* **Required work**
Can you restate the records below word for word?
>> START Provided entries
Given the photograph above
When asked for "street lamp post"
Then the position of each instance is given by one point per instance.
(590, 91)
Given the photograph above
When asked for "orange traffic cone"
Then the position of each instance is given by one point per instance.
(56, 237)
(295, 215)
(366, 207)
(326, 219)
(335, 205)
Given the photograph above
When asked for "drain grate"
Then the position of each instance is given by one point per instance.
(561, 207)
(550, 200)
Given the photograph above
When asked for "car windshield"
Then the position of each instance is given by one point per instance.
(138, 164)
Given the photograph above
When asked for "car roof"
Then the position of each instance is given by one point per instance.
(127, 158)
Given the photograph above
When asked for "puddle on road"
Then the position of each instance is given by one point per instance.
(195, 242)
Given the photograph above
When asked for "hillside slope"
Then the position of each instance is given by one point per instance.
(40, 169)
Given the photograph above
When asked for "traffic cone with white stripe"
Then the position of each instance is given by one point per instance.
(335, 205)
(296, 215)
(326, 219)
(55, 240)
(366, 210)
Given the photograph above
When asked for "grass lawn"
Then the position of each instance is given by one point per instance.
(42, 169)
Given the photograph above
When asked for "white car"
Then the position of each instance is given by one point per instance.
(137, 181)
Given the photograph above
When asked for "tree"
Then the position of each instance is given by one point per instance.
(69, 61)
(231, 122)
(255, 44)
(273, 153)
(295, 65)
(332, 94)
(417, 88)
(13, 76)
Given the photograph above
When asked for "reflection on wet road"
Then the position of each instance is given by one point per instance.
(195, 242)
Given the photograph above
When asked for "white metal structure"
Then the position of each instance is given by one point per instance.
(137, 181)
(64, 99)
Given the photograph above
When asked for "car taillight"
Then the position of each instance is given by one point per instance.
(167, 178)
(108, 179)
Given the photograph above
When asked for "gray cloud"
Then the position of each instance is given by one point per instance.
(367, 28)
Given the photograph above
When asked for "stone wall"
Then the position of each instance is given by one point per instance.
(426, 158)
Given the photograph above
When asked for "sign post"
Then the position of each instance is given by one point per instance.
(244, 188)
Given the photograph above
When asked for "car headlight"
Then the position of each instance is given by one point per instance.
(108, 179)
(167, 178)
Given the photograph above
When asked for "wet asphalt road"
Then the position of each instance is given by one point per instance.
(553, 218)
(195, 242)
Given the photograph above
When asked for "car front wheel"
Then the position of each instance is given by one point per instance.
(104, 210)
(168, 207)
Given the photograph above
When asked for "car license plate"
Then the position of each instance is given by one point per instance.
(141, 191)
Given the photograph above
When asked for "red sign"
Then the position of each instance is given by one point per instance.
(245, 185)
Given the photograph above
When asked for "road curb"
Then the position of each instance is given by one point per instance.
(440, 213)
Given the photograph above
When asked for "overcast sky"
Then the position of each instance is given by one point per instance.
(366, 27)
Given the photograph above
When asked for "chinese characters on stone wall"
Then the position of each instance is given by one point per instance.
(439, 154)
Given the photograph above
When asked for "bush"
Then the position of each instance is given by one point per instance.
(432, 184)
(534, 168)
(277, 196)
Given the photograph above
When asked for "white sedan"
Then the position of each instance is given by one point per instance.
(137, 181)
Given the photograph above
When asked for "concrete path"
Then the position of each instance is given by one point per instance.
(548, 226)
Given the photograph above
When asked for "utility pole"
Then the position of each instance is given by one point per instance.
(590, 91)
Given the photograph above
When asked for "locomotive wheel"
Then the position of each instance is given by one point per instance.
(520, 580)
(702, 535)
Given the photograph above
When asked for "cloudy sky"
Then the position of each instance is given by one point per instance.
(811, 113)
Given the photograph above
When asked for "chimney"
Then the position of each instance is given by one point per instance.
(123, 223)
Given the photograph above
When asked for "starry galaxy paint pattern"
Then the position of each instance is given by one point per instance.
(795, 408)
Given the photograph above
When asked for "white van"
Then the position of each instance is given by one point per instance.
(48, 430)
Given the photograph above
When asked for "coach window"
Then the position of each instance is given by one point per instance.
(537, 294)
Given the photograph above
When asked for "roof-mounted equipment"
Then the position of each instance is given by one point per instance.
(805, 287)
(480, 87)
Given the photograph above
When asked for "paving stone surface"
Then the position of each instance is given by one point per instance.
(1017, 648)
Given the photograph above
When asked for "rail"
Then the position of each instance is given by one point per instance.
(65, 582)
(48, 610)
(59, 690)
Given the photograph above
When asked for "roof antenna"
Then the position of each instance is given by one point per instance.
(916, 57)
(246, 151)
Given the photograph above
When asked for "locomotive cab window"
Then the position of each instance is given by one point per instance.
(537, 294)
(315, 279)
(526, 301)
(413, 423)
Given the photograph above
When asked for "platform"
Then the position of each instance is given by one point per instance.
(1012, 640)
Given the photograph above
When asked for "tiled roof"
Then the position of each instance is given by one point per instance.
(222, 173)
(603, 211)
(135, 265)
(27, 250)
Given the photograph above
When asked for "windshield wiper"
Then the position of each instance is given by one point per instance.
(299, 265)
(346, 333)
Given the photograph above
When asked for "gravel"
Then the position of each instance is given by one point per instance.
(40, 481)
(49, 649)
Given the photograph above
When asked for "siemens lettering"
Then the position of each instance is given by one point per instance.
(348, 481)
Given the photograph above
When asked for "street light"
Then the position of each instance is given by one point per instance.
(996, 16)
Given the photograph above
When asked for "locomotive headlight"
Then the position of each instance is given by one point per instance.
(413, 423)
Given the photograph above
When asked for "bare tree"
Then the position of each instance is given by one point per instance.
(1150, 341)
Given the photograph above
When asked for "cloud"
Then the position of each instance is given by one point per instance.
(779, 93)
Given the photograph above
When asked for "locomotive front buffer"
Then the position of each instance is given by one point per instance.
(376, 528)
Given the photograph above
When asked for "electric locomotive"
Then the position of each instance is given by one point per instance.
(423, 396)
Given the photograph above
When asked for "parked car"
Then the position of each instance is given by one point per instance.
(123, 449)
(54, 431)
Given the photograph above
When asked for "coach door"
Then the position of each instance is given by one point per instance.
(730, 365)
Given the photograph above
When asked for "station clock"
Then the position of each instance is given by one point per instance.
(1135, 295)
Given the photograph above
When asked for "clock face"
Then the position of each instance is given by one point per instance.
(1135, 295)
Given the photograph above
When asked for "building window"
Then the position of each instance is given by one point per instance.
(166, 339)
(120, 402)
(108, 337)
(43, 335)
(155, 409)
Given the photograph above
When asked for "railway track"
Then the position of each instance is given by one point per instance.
>> END Provided entries
* **Written answer**
Given the photograph above
When asked for "street lamp post"
Then the position of each instance is given by one point per instance.
(590, 91)
Given the photograph above
When asked for "orange traffic cone"
Then the position of each instance is given by one point per instance.
(56, 237)
(295, 215)
(366, 207)
(326, 219)
(335, 205)
Given the photograph above
When asked for "drain grate"
Then the position of each instance is given by one point per instance.
(561, 207)
(550, 200)
Given the photograph above
When asked for "car windshield"
Then the position of each instance is given by one point per instance.
(138, 164)
Given the photograph above
When asked for "car roof"
Then the position of each instance is given by one point per instance.
(127, 158)
Given the photograph above
When asked for "puddle on road"
Then the position of each instance is given by one point per instance.
(195, 242)
Given the photograph above
When asked for "hillside slope"
Then the position of each instance is given by one point per instance.
(40, 169)
Given the photograph above
When asked for "traffic cone with white stripe"
Then the position of each instance is given by one point per instance.
(335, 205)
(296, 215)
(326, 219)
(55, 240)
(366, 210)
Given the photograph above
When asked for "grass lawn"
Then the position of each instance is given by one point per instance.
(42, 169)
Given the photograph above
When asked for "white car"
Then the position of each instance is given by one point per instance.
(137, 181)
Given the photograph above
When asked for "tree"
Then the position of each instance is given by one point per instance.
(69, 61)
(231, 122)
(255, 44)
(273, 153)
(295, 65)
(332, 94)
(417, 88)
(13, 76)
Given the photograph above
When asked for "reflection on wet road"
Then the position of each instance is given by one point per instance.
(195, 242)
Given the photograph above
When asked for "white metal structure"
Then the position of each instance is given by one point per instance.
(137, 181)
(64, 99)
Given the photograph above
When asked for "car taillight"
Then the position of each instance is given by one point per instance.
(167, 178)
(108, 179)
Given the photograph above
When asked for "gray cloud"
Then the position of each instance is given by one point per instance.
(367, 28)
Given the photograph above
When asked for "stone wall"
Then the position of each instance is given by one point per instance.
(426, 158)
Given the photograph above
When asked for "sign post"
Then the position of each instance is given by one point per instance.
(244, 188)
Given the photograph above
When asked for "car headlight"
Then the position of each instance is given by one point per instance.
(108, 179)
(167, 178)
Given the photograph above
When asked for "wet asphalt road"
Then the position of each instance is given by one point per instance.
(553, 218)
(195, 242)
Given the photograph above
When asked for "car front wheel"
Then the position of each instance is given by one point per instance.
(104, 210)
(168, 207)
Given the photograph above
When asked for "car license plate"
Then the position of each instance is given by one point per instance.
(141, 191)
Given the photograph above
When asked for "red sign"
Then the position of each instance is given by one point per instance.
(245, 185)
Given the photograph above
When asked for "road curb"
Then the position of each instance is given by one point per instance.
(440, 213)
Given the photograph above
When asked for "overcast sky"
Then the position of each instance is given by one point per instance.
(366, 27)
Given the photograph above
When asked for "chinese characters on stone wall"
Then the position of each instance is given by one point per instance.
(439, 154)
Given the photograph above
When asked for "bush"
Then the position of each instance is given by one point per instance.
(432, 184)
(534, 168)
(277, 196)
Given the photograph above
When asked for "white sedan"
Then the position of each instance is given by one point per instance.
(137, 181)
Given the photograph above
When asked for "concrete path"
Then the position of each instance is given by one point per instance.
(548, 226)
Given the photograph above
When asked for "utility pole"
Then the position of each instance is given by one point per instance.
(590, 91)
Given the photograph above
When asked for "locomotive wheel"
Then the position of each instance is given by one point per instance.
(520, 580)
(702, 535)
Given the photograph above
When asked for "cloudy sky"
Then the position of each instance is given by one point per instance.
(811, 113)
Given the photograph above
When asked for "chimney"
Then the position of each instance is given by one point per instance.
(123, 223)
Given the photograph above
When asked for "starry galaxy paint pattern"
Then the position of each instance is given by one point per instance.
(795, 408)
Given the photograph above
When asked for "white van"
Then the position of each instance is given by one point per instance.
(48, 430)
Given the photograph above
When asked for "coach window"
Then the position of each instance is given by one point per instance.
(537, 294)
Given the photograph above
When asked for "roof-mounted equipment"
Then the position of each instance is given by one point per instance.
(805, 287)
(480, 87)
Given the photograph above
When asked for "paving stone surface"
Then the position of each instance is given by one point per instance.
(1017, 648)
Given the photograph above
When asked for "rail"
Then the position of each instance is given by one point per instance.
(65, 582)
(48, 610)
(59, 690)
Given the photograph above
When asked for "roof antenna"
Then the position of each instance is given by one point per instance.
(916, 57)
(246, 151)
Given the photograph above
When asked for "locomotive cab window"
Then the position of each instance is given by one point per instance.
(537, 294)
(315, 279)
(526, 301)
(413, 423)
Given the photograph above
When asked for "platform"
Then the position of each instance is given by one point per instance.
(1012, 640)
Given the photograph above
When asked for "tiled roof"
Then the position of each instance is given by one point per instance.
(222, 173)
(603, 211)
(135, 265)
(27, 250)
Given the photograph above
When asked for "windshield wiper"
Then the position of each instance is given by one point per instance.
(299, 265)
(346, 333)
Given the photograph above
When asked for "gravel"
Then the position of each instance is given by one point per instance.
(40, 481)
(49, 649)
Given the photograph above
When asked for "siemens lettering"
Then the position of each instance is given by one point per instance.
(348, 481)
Given the photograph above
When asked for "street light"
Then the position of each instance is given by one point per instance.
(996, 16)
Given the photograph above
When asked for "locomotive headlight"
Then the position of each instance is given by one point per instance.
(413, 423)
Given the photograph above
When asked for "bare tree"
Then the position of each instance is given by one point per instance.
(1150, 341)
Given the photograph above
When asked for "cloud"
Then the position of each instance is given by one point per instance.
(779, 93)
Given the photograph above
When asked for "locomotive front buffer"
Then the position of each instance is given by one point per instance.
(376, 528)
Given the photograph above
When asked for "electric locomotive"
Then the position of each instance is given by one point per instance.
(423, 396)
Given the photograph above
When asked for "parked car"
Then the position of each instance is given by one point per instance.
(123, 449)
(54, 431)
Given the photograph above
When asked for "coach door"
Then the position of each instance is given by one point per instance.
(730, 365)
Given the photograph above
When asked for "station clock"
Then the position of each instance is given by one point per instance.
(1135, 295)
Given the photograph above
When asked for "clock face"
Then the position of each instance is given by one point per instance.
(1135, 295)
Given the photograph above
When asked for "building window"
Then the position of each instance is given by one point per instance.
(166, 339)
(120, 402)
(108, 337)
(43, 335)
(155, 409)
Given the photograph above
When asked for "railway track"
Then the position of each instance is given by one point per instance.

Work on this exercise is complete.